Object location annotation data:
— start —
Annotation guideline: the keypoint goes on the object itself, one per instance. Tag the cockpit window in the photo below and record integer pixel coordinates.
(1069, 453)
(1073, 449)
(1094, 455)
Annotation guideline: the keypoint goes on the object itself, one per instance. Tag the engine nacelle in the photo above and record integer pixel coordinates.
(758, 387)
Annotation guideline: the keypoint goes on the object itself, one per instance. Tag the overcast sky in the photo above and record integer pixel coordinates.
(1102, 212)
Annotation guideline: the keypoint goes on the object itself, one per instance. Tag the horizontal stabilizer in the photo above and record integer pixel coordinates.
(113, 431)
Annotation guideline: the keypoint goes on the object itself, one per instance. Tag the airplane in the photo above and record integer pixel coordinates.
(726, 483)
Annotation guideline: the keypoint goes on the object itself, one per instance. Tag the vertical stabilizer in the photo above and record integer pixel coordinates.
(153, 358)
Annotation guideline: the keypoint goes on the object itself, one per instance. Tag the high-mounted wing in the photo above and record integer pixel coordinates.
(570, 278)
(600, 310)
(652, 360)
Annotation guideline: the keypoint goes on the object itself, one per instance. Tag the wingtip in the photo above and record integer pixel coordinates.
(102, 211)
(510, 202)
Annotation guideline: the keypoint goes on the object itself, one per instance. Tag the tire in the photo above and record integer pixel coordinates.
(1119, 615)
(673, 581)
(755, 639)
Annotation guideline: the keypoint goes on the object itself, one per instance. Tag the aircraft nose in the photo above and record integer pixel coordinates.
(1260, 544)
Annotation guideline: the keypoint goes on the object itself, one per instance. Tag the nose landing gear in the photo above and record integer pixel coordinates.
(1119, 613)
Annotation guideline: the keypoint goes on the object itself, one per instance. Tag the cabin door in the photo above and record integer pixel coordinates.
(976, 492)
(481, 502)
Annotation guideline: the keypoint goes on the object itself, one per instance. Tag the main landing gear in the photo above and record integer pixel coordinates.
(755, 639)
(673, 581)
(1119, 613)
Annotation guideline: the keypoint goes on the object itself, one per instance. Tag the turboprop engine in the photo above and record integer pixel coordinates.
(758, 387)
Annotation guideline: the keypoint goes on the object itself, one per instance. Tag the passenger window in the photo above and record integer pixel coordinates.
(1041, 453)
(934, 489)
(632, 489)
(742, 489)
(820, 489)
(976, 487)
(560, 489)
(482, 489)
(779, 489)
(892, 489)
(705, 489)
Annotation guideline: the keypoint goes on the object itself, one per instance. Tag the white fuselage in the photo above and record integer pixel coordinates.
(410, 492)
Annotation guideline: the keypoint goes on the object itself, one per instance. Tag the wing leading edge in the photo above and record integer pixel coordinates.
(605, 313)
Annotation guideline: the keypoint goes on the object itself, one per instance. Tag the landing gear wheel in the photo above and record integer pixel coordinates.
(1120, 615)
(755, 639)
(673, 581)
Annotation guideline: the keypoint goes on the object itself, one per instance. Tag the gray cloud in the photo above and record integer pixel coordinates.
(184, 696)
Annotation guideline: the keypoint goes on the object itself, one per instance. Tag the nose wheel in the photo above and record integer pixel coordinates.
— end —
Please repeat the listing exactly, with nothing left out.

Annotation guideline: the keypoint goes on the object itself, one per instance. Tag the cockpit window in the photo below and record integer pixel coordinates.
(1069, 453)
(1073, 449)
(1094, 455)
Annotation guideline: the keypoint goes on the object itself, one per instance. Tag the engine nacelle in the photo above and record integer pixel coordinates.
(758, 387)
Annotation guideline: the keypoint goes on the object itself, one per instance. Tag the overcast sky in the photo above and record integer pixel coordinates.
(1102, 212)
Annotation guideline: the keypoint goes on the object itself, one per instance. Tag the horizontal stabilizer in the photo above and record integer pixel coordinates.
(113, 431)
Annotation guideline: the keypoint goes on the object itself, one per instance. Tag the airplane in the photo above and record integer pixel coordinates.
(726, 483)
Annotation guideline: the keypoint goes on the object itself, one per instance. Tag the vertical stabilizer in the photo above and record integer pixel coordinates.
(153, 358)
Annotation guideline: the keypoint goes on the object itself, one per instance. Tag the high-mounted wing in the photo above and record integer pixel coordinates.
(570, 278)
(600, 310)
(652, 360)
Annotation guideline: the keypoint goes on the object itself, one per instance. Tag the wingtip in the photo above and record integer pixel coordinates.
(102, 211)
(510, 202)
Annotation guideline: the keypoint goes on the object itself, one per instance. Tag the tire in the photo above and record integer pixel coordinates.
(1119, 615)
(673, 581)
(755, 639)
Annotation guideline: the keypoint goes on the object itself, one per instance. Tag the aircraft nose in the photo above and record integer pixel coordinates.
(1260, 544)
Annotation guideline: the keypoint goes on the object itself, one per instance. Tag the nose landing gear in the photo above and record integer pixel coordinates.
(1119, 613)
Annotation guideline: the keypoint goes on the object itself, one per instance. Tag the cabin door in the photo above and record integer pixel coordinates.
(976, 492)
(481, 502)
Annotation guideline: the keypoint goes on the object itself, one per instance. Tag the main landing gear in the photo above and record integer pixel coordinates.
(755, 639)
(673, 581)
(1119, 613)
Annotation guideline: the keypoint goes on the object itself, one per instance. Tag the turboprop engine in the photo above and record integer pixel coordinates.
(758, 387)
Annotation guideline: the keypoint goes on the object itself, one per instance. Tag the passenger window in the photo above and record integer pixel coordinates.
(1041, 453)
(934, 489)
(632, 489)
(742, 489)
(820, 489)
(976, 487)
(560, 489)
(482, 489)
(779, 489)
(892, 489)
(705, 489)
Annotation guideline: the keypoint goes on the object itself, one per instance. Tag the white fuselage in the photo above and record integer pixel coordinates.
(410, 492)
Annotation guideline: the keypoint goes on the object itself, one per instance. Tag the wing leading edge in the photo above and record integer pixel coordinates.
(605, 313)
Annotation guideline: the keypoint goes on the object itself, one per instance. Tag the landing gear wheel in the photo above and record integer pixel coordinates.
(1120, 615)
(755, 639)
(673, 581)
Annotation guideline: the keypoint goes on the object itself, one per instance. Tag the gray cloud in the photo above and record integer pixel coordinates.
(184, 696)
Annotation guideline: the keypoint goes on the object itself, one per instance. Tag the nose wheel in the photo above and record integer pixel coordinates.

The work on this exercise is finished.